WORK TO COMPLETE
Write out the data again in full, exactly as it reads.

MATERIAL FOR THIS TASK
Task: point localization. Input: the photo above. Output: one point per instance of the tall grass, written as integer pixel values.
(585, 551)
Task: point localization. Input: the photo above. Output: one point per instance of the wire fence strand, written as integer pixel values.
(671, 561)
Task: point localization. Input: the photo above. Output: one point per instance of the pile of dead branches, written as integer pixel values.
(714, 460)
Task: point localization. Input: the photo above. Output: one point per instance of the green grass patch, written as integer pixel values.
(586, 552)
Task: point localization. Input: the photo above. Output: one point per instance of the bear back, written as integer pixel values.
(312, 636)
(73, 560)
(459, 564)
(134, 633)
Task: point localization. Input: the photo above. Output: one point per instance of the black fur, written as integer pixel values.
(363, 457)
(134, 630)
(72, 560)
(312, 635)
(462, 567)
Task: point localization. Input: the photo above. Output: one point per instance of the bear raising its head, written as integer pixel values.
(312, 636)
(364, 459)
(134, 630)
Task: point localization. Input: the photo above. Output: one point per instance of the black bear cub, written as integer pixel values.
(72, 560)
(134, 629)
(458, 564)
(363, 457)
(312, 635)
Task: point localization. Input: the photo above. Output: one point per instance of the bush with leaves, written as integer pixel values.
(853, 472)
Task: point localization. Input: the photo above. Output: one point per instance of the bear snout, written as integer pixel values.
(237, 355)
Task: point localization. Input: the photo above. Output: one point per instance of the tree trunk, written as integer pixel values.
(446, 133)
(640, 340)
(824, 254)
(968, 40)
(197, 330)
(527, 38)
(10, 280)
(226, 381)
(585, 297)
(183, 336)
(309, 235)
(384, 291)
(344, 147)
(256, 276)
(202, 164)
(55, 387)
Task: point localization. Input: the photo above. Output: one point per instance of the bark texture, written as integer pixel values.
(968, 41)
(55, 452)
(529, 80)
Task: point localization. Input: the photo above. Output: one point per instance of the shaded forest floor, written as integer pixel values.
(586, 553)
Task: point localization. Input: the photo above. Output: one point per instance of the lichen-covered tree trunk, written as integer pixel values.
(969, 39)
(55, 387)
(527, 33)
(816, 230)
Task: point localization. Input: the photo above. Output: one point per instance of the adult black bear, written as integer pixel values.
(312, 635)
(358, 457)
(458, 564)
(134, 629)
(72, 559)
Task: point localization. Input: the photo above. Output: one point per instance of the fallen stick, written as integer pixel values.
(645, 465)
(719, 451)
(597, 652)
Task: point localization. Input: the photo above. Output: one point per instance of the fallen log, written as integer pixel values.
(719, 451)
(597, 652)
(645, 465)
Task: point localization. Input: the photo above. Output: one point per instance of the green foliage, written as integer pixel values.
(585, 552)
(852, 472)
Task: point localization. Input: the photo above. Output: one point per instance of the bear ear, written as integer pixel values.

SOLUTION FOR THIS EXERCISE
Task: point localization. Input: the photo above. Output: one point per instance of the tall grass, written as integer pixel values.
(585, 551)
Task: point localization. Input: the photo above. Output: one point per instance of the wire fence strand, written as integer pixel values.
(671, 561)
Task: point localization. Input: the photo above. Output: one point per instance of the pile of dead branches, written as integer pixel values.
(714, 460)
Task: point localization. Input: the photo above. Output: one point per instance of the green grass patch, written as integer pixel values.
(586, 552)
Task: point localization. Input: the photo above. Output: one point per instance of the bear back, written as integer pixel values.
(312, 636)
(73, 560)
(459, 564)
(134, 633)
Task: point localization. Input: the photo above. Output: one point per instance of the black fur, written as integer pixel values.
(363, 457)
(134, 630)
(72, 560)
(312, 635)
(462, 567)
Task: point localization. Input: the photo above. Output: one point per instance of the bear raising its head, written as integer pixel values.
(312, 636)
(364, 459)
(134, 630)
Task: point localization. Input: the photo above. Output: one point per instance of the black bear cub, written as integer pixel values.
(72, 560)
(134, 629)
(458, 564)
(363, 457)
(312, 635)
Task: point localization. Input: the photo above. Output: one point per instance of the bush with leaves, written as integer pixel values.
(853, 472)
Task: point localization. Input: the photo above. Output: one point per instance of the bear snout, written as integer pixel values.
(237, 355)
Task: point localization. Input: the photo above. Output: one point per instance of the tree trunk, written as integer pixel values.
(446, 133)
(640, 340)
(824, 254)
(968, 40)
(197, 330)
(527, 38)
(10, 280)
(226, 381)
(585, 297)
(183, 336)
(309, 235)
(384, 291)
(344, 147)
(256, 276)
(202, 164)
(55, 387)
Task: point localization. Input: the photo above. Output: one point per instance of the bark texture, written as integer pixel values.
(968, 41)
(55, 452)
(529, 80)
Task: point localization. Input: the photo above. Output: one point per instance of the shaded forest floor, written as integer pixel values.
(586, 553)
Task: point localization. Input: the photo above. Output: one point per instance of the lichen-covered tree trunk, written as integer pixel values.
(969, 39)
(55, 387)
(527, 33)
(816, 230)
Task: point localization. Input: the photo above. Output: one point per instance of the adult black bear, written as integer pixel values.
(312, 635)
(358, 457)
(458, 564)
(134, 629)
(72, 559)
Task: point localization. Input: the photo above. Output: one point per instance of the fallen stick, written as integer pixel values.
(645, 465)
(719, 451)
(597, 652)
Task: point localization. Input: the photo above. Output: one point per instance of the fallen log, written as integer pixel values.
(719, 451)
(597, 652)
(645, 465)
Task: point localization. Input: the photo above. Output: one point per instance of the green foliage, written as integer pixel values.
(585, 552)
(852, 472)
Task: point localization. Input: the photo above. Output: one point per instance of the bear ear, written as integer pixel values.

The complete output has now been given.